● WORK INSTRUCTION: Continue the account of the 2012 Church of the Brethren Annual Conference, picking up after its last sentence.

● SOURCE TEXT:

ESR and Bethany Director of Academic Services and Registrar April Vanlonden shares her reflections on her recent trip to the Church of the Brethren Annual Conference:



226th Recorded Church of the Brethren Annual Conference
St. Louis, MO
July 7-11, 2012
Continuing the Work of Jesus: Peacefully. Simply. Together.




2,280 + strong, the Church of the Brethren (CoB)gathered at the St. Louis Convention Center for the purpose of conducting business, attending workshops, hearing reports from their organizations, and fellowship.  Bethany Theological Seminary, a partner with Earlham School of Religion, is an agency of this gathering and came in force to participate with their sisters and brothers.

The opening Saturday evening worship message was given by Dr. Walter Brueggeman, whose sermon was entitled, “Behind Bars:Freedom Uncaged”, based on Philippians 1:3-6 and Isaiah 56:3-8.  Brueggeman spoke of Paul, who although writing from behind bars, is a free man as he refuses to let the empire define him. He then went on to speak of how Paul redefines us in light of the gospel, not denying fear, but encouraging people to allow their love to “overflow anyway.” “Easter,” declared Bruegemman in this message, “defines Paul.”

● INFORMATION SUPPLIED:
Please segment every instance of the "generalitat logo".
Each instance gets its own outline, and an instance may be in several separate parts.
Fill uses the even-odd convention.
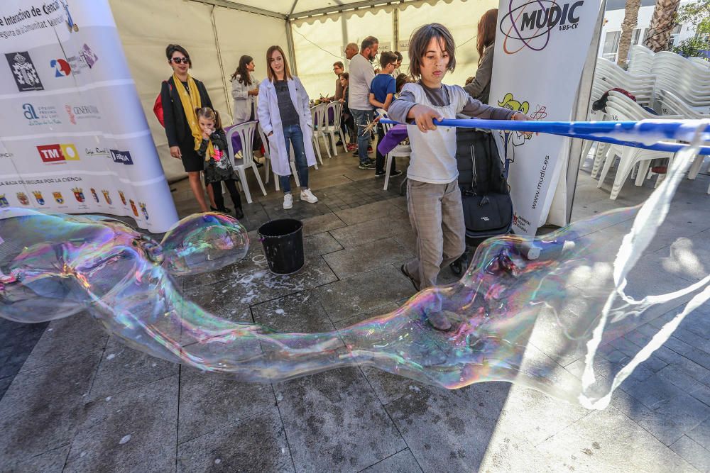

● TASK RESULT:
On Sunday morning, CoB Moderator, Rev. Tim Harvey delivered the message based on Romans 12:9-12 and Genesis 50:15-23. His sermon title was the same as the theme of the conference, Continuing the Work of Jesus: Peacefully. Simply. Together. Many F/friends are either recently coming out of a painful period of conflict or still in the midst. A variety of denominations are in the same place we are, and The Church of the Brethren is clearly wrestling with the same issues. Rev. Harvey's message was clear. “Our conflict will not undo us. What we share is more important. We approach nothing from the opposite side of the spectrum because we are already on the same side in our baptism in Jesus Christ.”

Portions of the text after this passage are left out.